What you will do:
A - In the agreement excerpt, at what point must the Investor fall within one of the accredited investor categories?
B - Copy the agreement excerpt from "3.4. Investment Experience." up to and including "acquiring the Securities.".
C - List every section number that the agreement excerpt cites as a section of the Securities Act.

3.4. Investment Experience. The Investor is an investor in
---------------------
securities of companies in the development stage and acknowledges that it is
able to fend for itself, can bear the economic risk of its investment, and has
such knowledge and experience in financial or business matters that it is
capable of evaluating the merits and risks of the investment in the Note. If
other than an individual, Investor also represents it has not been organized for
the purpose of acquiring the Securities.
3.5. Investor Suitability. The Investor represents that it qualifies
--------------------
as an "accredited investor" as such term is defined in Rule 501(a) or Regulation
D under the Securities Act. To be an accredited investor, the Investor
understands that it must fall within one of the following categories at the time
of the sale of Securities to the Investor:
(a) any bank as defined in Section 3(a)(2) of the Securities Act
or any savings and loan association or other institution as defined in Section
3(a)(5)(A) of the Securities Act, whether acting in its individual or fiduciary
capacity; any broker or dealer
-11-
registered pursuant to Section 13 of the Exchange Act; any insurance company as
defined in Section 2(13) of the Securities Act; any broker or dealer registered
pursuant to Section 15 of the Exchange Act: any investment company registered
under the Investment Company Act of 1940 or any business development company as
defined in Section 2(a)(48) of the Act; any Small Business Investment Company
licensed by the U.S. Small Business Administration under Section 301(c) or (d)

Provided data:
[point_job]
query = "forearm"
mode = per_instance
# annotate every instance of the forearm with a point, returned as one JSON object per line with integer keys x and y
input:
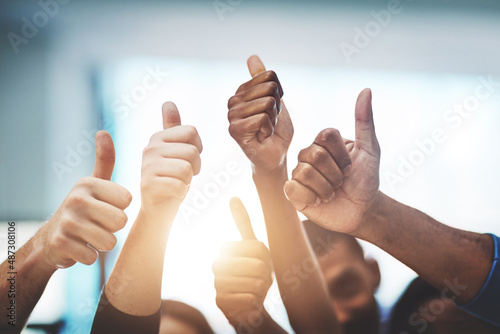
{"x": 414, "y": 238}
{"x": 134, "y": 286}
{"x": 301, "y": 283}
{"x": 262, "y": 323}
{"x": 22, "y": 285}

Expected responses:
A - At the time of the sale of Securities to the Investor.

B -
3.4. Investment Experience. The Investor is an investor in
---------------------
securities of companies in the development stage and acknowledges that it is
able to fend for itself, can bear the economic risk of its investment, and has
such knowledge and experience in financial or business matters that it is
capable of evaluating the merits and risks of the investment in the Note. If
other than an individual, Investor also represents it has not been organized for
the purpose of acquiring the Securities.

C -
- Section 3(a)(2)
- Section 3(a)(5)(A)
- Section 2(13)